**Working data**
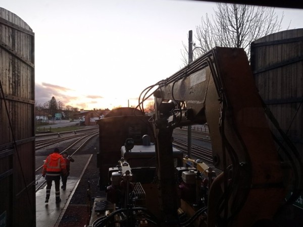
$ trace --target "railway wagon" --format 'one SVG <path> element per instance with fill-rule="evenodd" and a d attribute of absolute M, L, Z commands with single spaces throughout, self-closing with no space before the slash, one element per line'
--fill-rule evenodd
<path fill-rule="evenodd" d="M 97 158 L 101 190 L 108 184 L 109 168 L 118 164 L 121 147 L 127 139 L 132 138 L 135 145 L 142 144 L 144 135 L 153 140 L 152 126 L 148 121 L 150 118 L 134 108 L 121 107 L 96 121 L 99 125 L 100 151 Z"/>
<path fill-rule="evenodd" d="M 0 225 L 35 226 L 34 33 L 0 8 Z"/>

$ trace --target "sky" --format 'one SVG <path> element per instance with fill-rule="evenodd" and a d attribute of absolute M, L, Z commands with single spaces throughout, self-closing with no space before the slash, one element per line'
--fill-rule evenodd
<path fill-rule="evenodd" d="M 135 107 L 145 88 L 183 67 L 188 31 L 194 35 L 216 9 L 188 0 L 0 0 L 0 7 L 35 33 L 36 105 L 54 96 L 85 110 Z M 303 10 L 275 12 L 284 14 L 281 30 L 303 28 Z"/>

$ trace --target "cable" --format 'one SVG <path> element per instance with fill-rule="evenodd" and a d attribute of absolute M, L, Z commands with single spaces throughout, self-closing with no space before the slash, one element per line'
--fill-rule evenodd
<path fill-rule="evenodd" d="M 16 153 L 17 154 L 17 156 L 18 157 L 18 162 L 20 167 L 20 170 L 21 172 L 21 175 L 22 176 L 22 180 L 23 180 L 23 183 L 24 184 L 24 187 L 25 187 L 25 191 L 26 192 L 26 195 L 27 196 L 27 198 L 28 198 L 28 202 L 29 203 L 30 206 L 30 210 L 32 211 L 32 213 L 33 215 L 36 215 L 35 212 L 34 212 L 34 210 L 32 209 L 32 204 L 30 201 L 30 198 L 29 196 L 29 193 L 28 192 L 28 190 L 27 189 L 27 185 L 26 184 L 26 181 L 25 180 L 25 177 L 24 176 L 24 173 L 23 172 L 23 169 L 22 168 L 22 165 L 21 165 L 21 162 L 20 160 L 20 158 L 19 156 L 19 151 L 17 147 L 17 143 L 16 142 L 16 139 L 15 138 L 15 134 L 14 134 L 14 131 L 13 131 L 13 126 L 12 126 L 12 121 L 11 121 L 11 118 L 10 117 L 10 115 L 9 113 L 9 109 L 8 108 L 8 106 L 6 102 L 6 99 L 5 98 L 5 96 L 4 95 L 4 91 L 3 90 L 3 88 L 2 87 L 2 82 L 1 80 L 0 80 L 0 89 L 1 89 L 1 94 L 3 97 L 3 100 L 4 101 L 4 105 L 5 106 L 5 109 L 6 110 L 7 115 L 8 116 L 8 120 L 9 120 L 9 123 L 10 125 L 10 129 L 11 130 L 11 132 L 12 133 L 12 137 L 13 137 L 14 147 L 15 149 L 16 150 Z M 35 220 L 35 218 L 33 218 L 33 220 Z"/>

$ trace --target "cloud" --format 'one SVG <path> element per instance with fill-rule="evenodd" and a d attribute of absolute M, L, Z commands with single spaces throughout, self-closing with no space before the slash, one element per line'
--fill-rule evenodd
<path fill-rule="evenodd" d="M 71 100 L 77 100 L 78 97 L 67 95 L 65 92 L 73 91 L 69 88 L 47 83 L 35 85 L 35 98 L 37 105 L 43 105 L 49 101 L 53 96 L 57 102 L 61 101 L 65 105 Z"/>
<path fill-rule="evenodd" d="M 95 99 L 97 98 L 104 98 L 103 97 L 99 95 L 87 95 L 87 98 L 91 98 L 92 99 Z"/>
<path fill-rule="evenodd" d="M 55 84 L 48 84 L 47 83 L 42 83 L 42 86 L 46 88 L 53 89 L 53 90 L 60 91 L 72 91 L 73 90 L 64 87 L 61 87 L 61 86 L 56 85 Z"/>

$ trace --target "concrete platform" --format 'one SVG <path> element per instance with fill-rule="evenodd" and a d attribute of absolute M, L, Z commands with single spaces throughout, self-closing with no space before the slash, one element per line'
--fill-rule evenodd
<path fill-rule="evenodd" d="M 36 193 L 36 226 L 37 227 L 58 226 L 92 156 L 92 154 L 73 155 L 75 162 L 71 163 L 70 174 L 67 179 L 65 191 L 63 191 L 61 188 L 62 182 L 60 182 L 61 202 L 60 203 L 56 204 L 55 202 L 54 182 L 48 203 L 44 203 L 46 186 Z"/>

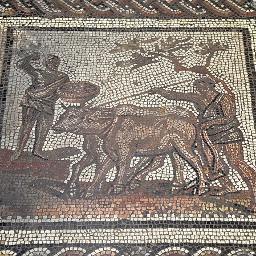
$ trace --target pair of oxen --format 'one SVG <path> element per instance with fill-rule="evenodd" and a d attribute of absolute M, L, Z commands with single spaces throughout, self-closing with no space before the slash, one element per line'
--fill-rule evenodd
<path fill-rule="evenodd" d="M 205 173 L 205 156 L 200 128 L 193 112 L 177 106 L 141 108 L 119 105 L 112 108 L 66 107 L 54 129 L 56 133 L 74 133 L 84 137 L 87 154 L 72 167 L 67 188 L 75 184 L 86 166 L 96 164 L 93 181 L 83 193 L 88 197 L 100 191 L 106 174 L 116 166 L 117 174 L 109 193 L 140 185 L 149 172 L 163 165 L 167 155 L 178 154 L 195 170 L 194 192 L 204 193 L 210 182 Z M 103 151 L 107 157 L 102 157 Z M 134 156 L 147 157 L 147 162 L 130 167 Z M 67 189 L 68 190 L 68 189 Z"/>

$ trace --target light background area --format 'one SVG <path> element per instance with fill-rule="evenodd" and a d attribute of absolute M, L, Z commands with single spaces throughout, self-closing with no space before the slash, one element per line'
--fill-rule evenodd
<path fill-rule="evenodd" d="M 245 159 L 250 164 L 254 163 L 255 131 L 253 125 L 246 63 L 243 54 L 241 54 L 244 52 L 242 36 L 241 33 L 235 31 L 189 32 L 188 29 L 186 31 L 179 32 L 114 32 L 107 31 L 54 32 L 17 30 L 14 33 L 14 52 L 1 148 L 11 150 L 15 148 L 21 123 L 19 103 L 25 90 L 31 83 L 30 77 L 18 70 L 15 63 L 18 60 L 35 51 L 41 53 L 41 60 L 49 54 L 59 56 L 62 59 L 59 70 L 67 74 L 71 81 L 89 81 L 99 85 L 101 91 L 94 100 L 95 105 L 107 104 L 112 100 L 131 96 L 125 101 L 120 100 L 107 105 L 112 107 L 118 104 L 128 103 L 147 107 L 180 104 L 193 111 L 193 105 L 187 103 L 177 103 L 164 97 L 159 98 L 146 94 L 135 97 L 132 96 L 154 87 L 161 87 L 187 79 L 191 82 L 183 84 L 179 90 L 192 91 L 193 82 L 199 77 L 198 75 L 188 72 L 177 74 L 173 70 L 172 62 L 163 58 L 156 64 L 147 65 L 131 72 L 127 67 L 117 67 L 116 63 L 121 60 L 129 59 L 131 52 L 125 54 L 123 52 L 117 54 L 109 52 L 109 50 L 115 47 L 116 43 L 124 43 L 135 37 L 141 40 L 159 38 L 157 42 L 160 43 L 161 40 L 165 40 L 169 36 L 179 39 L 191 36 L 189 42 L 193 46 L 188 51 L 177 52 L 185 55 L 182 62 L 188 67 L 205 63 L 207 55 L 202 56 L 194 52 L 196 50 L 199 49 L 200 43 L 211 39 L 214 42 L 229 45 L 227 51 L 215 54 L 208 70 L 219 74 L 235 94 L 237 116 L 241 123 L 240 128 L 245 139 L 243 143 Z M 152 50 L 155 43 L 156 42 L 147 45 L 141 44 L 141 46 Z M 220 86 L 217 89 L 219 91 L 224 92 Z M 63 112 L 59 103 L 59 100 L 56 103 L 55 120 Z M 31 151 L 32 148 L 34 133 L 32 132 L 31 135 L 26 145 L 27 151 Z M 82 140 L 80 136 L 73 134 L 62 133 L 61 136 L 57 136 L 54 131 L 51 131 L 45 143 L 45 149 L 52 150 L 67 146 L 80 147 Z M 167 162 L 165 171 L 166 172 L 168 168 L 170 170 L 172 169 L 169 162 Z M 164 177 L 168 177 L 168 175 L 171 176 L 167 173 L 164 174 Z"/>

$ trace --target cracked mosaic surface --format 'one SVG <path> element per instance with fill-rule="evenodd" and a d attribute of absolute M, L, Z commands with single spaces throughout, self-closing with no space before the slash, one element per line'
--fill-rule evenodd
<path fill-rule="evenodd" d="M 0 2 L 0 255 L 255 255 L 255 7 Z"/>

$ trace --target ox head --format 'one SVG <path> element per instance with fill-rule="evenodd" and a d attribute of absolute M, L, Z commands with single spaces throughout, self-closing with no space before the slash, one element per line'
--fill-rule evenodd
<path fill-rule="evenodd" d="M 55 132 L 75 134 L 100 134 L 107 129 L 114 118 L 111 111 L 84 109 L 80 107 L 62 105 L 66 111 L 53 128 Z"/>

**Problem description**
Repeat word for word the part of the rows that opens with the line containing "trace --target ox" and runs through the end of the rows.

**Correct response**
$ trace --target ox head --format 'one SVG <path> element per instance with fill-rule="evenodd" and a d attribute of absolute M, L, Z commands with single spaces throughout, self-closing with no space before the slash, one element per line'
--fill-rule evenodd
<path fill-rule="evenodd" d="M 55 132 L 75 134 L 100 134 L 107 129 L 114 118 L 111 111 L 84 109 L 80 107 L 62 105 L 66 111 L 53 128 Z"/>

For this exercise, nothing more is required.